En 1874 avait commencé à paraître, en feuilleton, L’Assommoir de Zola. Même si l’intrigue est censée commencer vers 1850, Zola avait mené les années précédentes une enquête topographique et sociologique sur le quartier de la Goutte-d’or. L’emplacement qui nous intéresse est au cœur de ce roman, comme le montrent les croquis de repérage de l’écrivain. L’image entièrement négative que Zola donne à ce quartier lui colle toujours à la peau. Bien sûr, Zola a interprété ce qu’il avait vu, mais les deux étages du misérable Hôtel Boncœur où loge Gervaise, au coin de la rue des Poissonniers (devenu boulevard Barbès) ressemblent fortement au deux étages du vrai bâtiment, au même endroit. Les deux Grands Salons sont évoqués nommément par Zola parmi les bals que fréquente Nana. Et comment ne pas penser aux « dix fenêtres donnant sur le boulevard » du bal du n° 124, comme l’indique le cadastre, quand nous constatons avec Gervaise qu’a disparu le bal du Grand-Balcon (5) : « dans la salle aux dix fenêtres flambantes venait de s’établir une scierie de sucre ». Quant au fameux assommoir du Père Colombe, il était juste en face de notre immeuble, de l’autre côté de la rue des Poissonniers.

Les activités se diversifient  

En 1874, Alphonse  Girard installe sa manufacture de chaussures dans la partie gauche du n° 124. Il employait une centaine d’ouvriers, assistés de machines à vapeur, comme le fit son successeur René Coïon (1881-1894). Les deux entreprises furent médaillées aux Expositions universelles de 1878 et 1889 pour leurs chaussures de luxe, dont beaucoup étaient exportées.

La Manufacture de chaussures Alphonse Girard, Annuaire du commerce, 1882.

La Manufacture de chaussures Alphonse Girard, Annuaire du commerce, 1882.

Sur la publicité ci-dessus (1882), (où les dix fenêtres du pseudo Grand Balcon de Zola sont bien visibles), on voit aussi les deux étages supplémentaires du n° 126 que les photographes Félix Tessier et Piron avaient fait élever à leurs frais en 1876, pour en faire un studio et un laboratoire. Ils tenaient boutique au rez-de chaussée, à côté du café. D’autres confrères leur succéderont jusque dans les années trente. De modestes artisans, semble-t-il, réalisant des cartes-photos comme celle-ci, avec son décor réaliste (6).

[Entrées d'un jeu d'annotations par points]

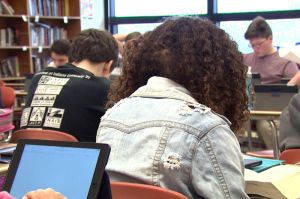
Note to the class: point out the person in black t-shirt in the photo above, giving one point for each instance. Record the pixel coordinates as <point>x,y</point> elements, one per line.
<point>72,97</point>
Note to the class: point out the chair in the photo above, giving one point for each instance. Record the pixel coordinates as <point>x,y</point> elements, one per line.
<point>290,156</point>
<point>41,134</point>
<point>125,190</point>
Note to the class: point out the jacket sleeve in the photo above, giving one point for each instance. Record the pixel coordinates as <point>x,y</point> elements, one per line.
<point>217,168</point>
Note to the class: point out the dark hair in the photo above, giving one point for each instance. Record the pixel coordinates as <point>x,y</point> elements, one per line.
<point>94,45</point>
<point>194,53</point>
<point>61,47</point>
<point>258,28</point>
<point>132,35</point>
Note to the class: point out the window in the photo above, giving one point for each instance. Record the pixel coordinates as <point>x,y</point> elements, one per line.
<point>234,6</point>
<point>159,7</point>
<point>142,28</point>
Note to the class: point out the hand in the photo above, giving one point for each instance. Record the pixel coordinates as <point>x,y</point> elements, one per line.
<point>44,194</point>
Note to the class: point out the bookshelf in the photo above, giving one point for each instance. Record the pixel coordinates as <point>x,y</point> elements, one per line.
<point>27,33</point>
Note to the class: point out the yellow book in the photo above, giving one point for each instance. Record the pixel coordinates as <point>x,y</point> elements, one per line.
<point>278,182</point>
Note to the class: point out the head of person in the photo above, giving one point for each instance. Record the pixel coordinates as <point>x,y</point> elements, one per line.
<point>96,48</point>
<point>60,52</point>
<point>260,37</point>
<point>132,35</point>
<point>194,53</point>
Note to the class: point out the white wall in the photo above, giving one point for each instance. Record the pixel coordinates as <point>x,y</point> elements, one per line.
<point>97,20</point>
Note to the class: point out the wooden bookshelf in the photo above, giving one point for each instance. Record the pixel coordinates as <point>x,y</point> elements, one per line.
<point>62,14</point>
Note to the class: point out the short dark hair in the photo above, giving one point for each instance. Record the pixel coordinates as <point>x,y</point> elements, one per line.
<point>61,47</point>
<point>258,28</point>
<point>94,45</point>
<point>132,35</point>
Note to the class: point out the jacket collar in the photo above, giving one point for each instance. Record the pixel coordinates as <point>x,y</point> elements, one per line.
<point>160,87</point>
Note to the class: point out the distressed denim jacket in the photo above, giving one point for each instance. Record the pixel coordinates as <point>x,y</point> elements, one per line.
<point>160,135</point>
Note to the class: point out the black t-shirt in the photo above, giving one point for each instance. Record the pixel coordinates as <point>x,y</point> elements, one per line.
<point>68,99</point>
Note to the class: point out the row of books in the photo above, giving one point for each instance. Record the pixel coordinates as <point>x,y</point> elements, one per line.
<point>49,7</point>
<point>45,35</point>
<point>6,8</point>
<point>40,62</point>
<point>9,67</point>
<point>7,37</point>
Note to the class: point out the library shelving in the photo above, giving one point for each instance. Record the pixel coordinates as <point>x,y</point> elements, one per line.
<point>28,28</point>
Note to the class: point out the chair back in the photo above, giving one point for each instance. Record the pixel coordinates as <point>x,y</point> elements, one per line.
<point>8,96</point>
<point>41,134</point>
<point>125,190</point>
<point>290,156</point>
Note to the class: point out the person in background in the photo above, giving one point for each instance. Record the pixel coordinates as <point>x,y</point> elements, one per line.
<point>176,106</point>
<point>59,52</point>
<point>266,61</point>
<point>71,98</point>
<point>122,39</point>
<point>295,80</point>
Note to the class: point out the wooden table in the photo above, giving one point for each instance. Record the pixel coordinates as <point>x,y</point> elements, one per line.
<point>270,116</point>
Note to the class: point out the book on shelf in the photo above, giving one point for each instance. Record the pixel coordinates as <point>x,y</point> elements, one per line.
<point>7,36</point>
<point>277,182</point>
<point>44,34</point>
<point>9,67</point>
<point>6,8</point>
<point>48,7</point>
<point>40,62</point>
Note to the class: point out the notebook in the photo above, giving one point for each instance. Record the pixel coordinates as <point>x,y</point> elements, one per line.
<point>75,169</point>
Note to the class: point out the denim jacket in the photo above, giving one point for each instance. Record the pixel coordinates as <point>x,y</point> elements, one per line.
<point>160,135</point>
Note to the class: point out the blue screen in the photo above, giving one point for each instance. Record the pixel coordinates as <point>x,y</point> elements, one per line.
<point>68,170</point>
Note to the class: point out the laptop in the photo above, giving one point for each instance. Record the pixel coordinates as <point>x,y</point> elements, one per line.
<point>250,163</point>
<point>74,169</point>
<point>273,97</point>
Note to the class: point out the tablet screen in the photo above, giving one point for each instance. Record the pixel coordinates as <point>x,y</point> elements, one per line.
<point>68,170</point>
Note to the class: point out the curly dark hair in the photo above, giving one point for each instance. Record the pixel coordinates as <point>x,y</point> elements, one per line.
<point>194,53</point>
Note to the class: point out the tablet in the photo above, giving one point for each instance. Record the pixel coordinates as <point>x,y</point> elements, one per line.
<point>74,169</point>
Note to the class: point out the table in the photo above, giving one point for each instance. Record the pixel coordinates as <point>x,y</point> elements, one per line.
<point>270,116</point>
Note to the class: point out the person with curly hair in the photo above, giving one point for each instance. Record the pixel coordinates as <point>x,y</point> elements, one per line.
<point>176,108</point>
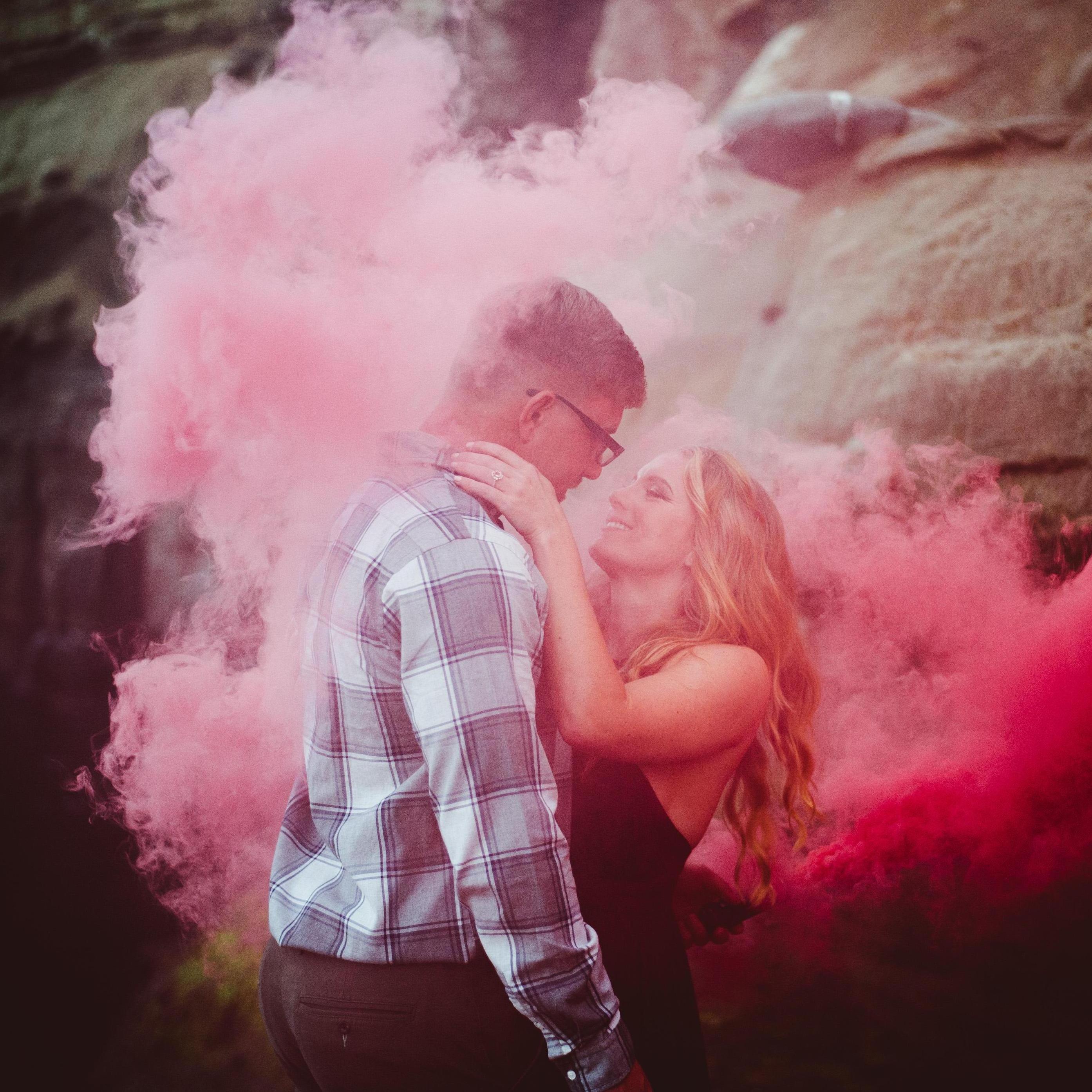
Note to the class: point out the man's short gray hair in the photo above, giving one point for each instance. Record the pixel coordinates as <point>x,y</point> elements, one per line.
<point>551,333</point>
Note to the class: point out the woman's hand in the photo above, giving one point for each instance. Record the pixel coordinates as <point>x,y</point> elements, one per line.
<point>522,495</point>
<point>697,887</point>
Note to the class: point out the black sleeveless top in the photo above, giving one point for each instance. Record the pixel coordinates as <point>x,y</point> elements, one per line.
<point>627,855</point>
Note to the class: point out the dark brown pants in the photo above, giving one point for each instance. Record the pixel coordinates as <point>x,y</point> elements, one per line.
<point>343,1027</point>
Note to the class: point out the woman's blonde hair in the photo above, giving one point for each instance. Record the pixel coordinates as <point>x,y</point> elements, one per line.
<point>743,592</point>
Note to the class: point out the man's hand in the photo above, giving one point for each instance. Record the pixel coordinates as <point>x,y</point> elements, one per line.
<point>636,1083</point>
<point>698,886</point>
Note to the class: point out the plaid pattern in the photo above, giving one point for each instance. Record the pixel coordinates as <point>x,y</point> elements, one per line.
<point>426,821</point>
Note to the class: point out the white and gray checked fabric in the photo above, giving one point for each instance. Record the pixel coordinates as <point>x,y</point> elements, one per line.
<point>426,821</point>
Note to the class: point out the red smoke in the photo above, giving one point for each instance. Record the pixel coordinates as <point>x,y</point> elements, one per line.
<point>1007,826</point>
<point>313,249</point>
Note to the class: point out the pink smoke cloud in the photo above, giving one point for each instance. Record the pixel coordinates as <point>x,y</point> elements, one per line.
<point>305,256</point>
<point>305,262</point>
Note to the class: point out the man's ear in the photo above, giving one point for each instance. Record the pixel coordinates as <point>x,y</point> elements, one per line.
<point>533,415</point>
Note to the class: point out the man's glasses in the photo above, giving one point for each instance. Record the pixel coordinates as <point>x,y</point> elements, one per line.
<point>611,448</point>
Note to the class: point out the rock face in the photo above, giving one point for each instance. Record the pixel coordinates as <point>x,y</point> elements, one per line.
<point>942,286</point>
<point>936,280</point>
<point>78,85</point>
<point>950,300</point>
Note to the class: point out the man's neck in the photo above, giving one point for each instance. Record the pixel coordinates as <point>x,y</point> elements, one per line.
<point>455,426</point>
<point>640,605</point>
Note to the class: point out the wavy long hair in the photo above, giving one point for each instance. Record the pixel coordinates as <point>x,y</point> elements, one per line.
<point>743,592</point>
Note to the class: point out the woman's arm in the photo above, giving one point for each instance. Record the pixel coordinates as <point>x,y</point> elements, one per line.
<point>703,701</point>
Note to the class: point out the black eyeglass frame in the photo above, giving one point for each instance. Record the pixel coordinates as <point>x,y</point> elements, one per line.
<point>611,447</point>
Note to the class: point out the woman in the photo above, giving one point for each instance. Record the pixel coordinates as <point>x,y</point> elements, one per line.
<point>692,676</point>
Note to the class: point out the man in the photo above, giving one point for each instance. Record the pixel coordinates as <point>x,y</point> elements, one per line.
<point>426,929</point>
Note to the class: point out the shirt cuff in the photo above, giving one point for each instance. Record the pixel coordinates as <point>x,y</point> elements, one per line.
<point>602,1064</point>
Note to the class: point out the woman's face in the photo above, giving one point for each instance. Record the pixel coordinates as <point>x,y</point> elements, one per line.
<point>650,526</point>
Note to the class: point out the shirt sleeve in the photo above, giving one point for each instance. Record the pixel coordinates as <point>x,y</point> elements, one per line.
<point>470,626</point>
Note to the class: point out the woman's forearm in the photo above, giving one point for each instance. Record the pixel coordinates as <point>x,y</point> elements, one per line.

● **Consigne**
Recopiez le segment du document en partant de « Les activités se » et en allant jusqu'à « beaucoup étaient exportées. » inclus, avec « machines hydrauliques » substitué à « machines à vapeur ». Ces entrées forment un matériau indépendant du segment du document.

● **Solution**
Les activités se diversifient  

En 1874, Alphonse  Girard installe sa manufacture de chaussures dans la partie gauche du n° 124. Il employait une centaine d’ouvriers, assistés de machines hydrauliques, comme le fit son successeur René Coïon (1881-1894). Les deux entreprises furent médaillées aux Expositions universelles de 1878 et 1889 pour leurs chaussures de luxe, dont beaucoup étaient exportées.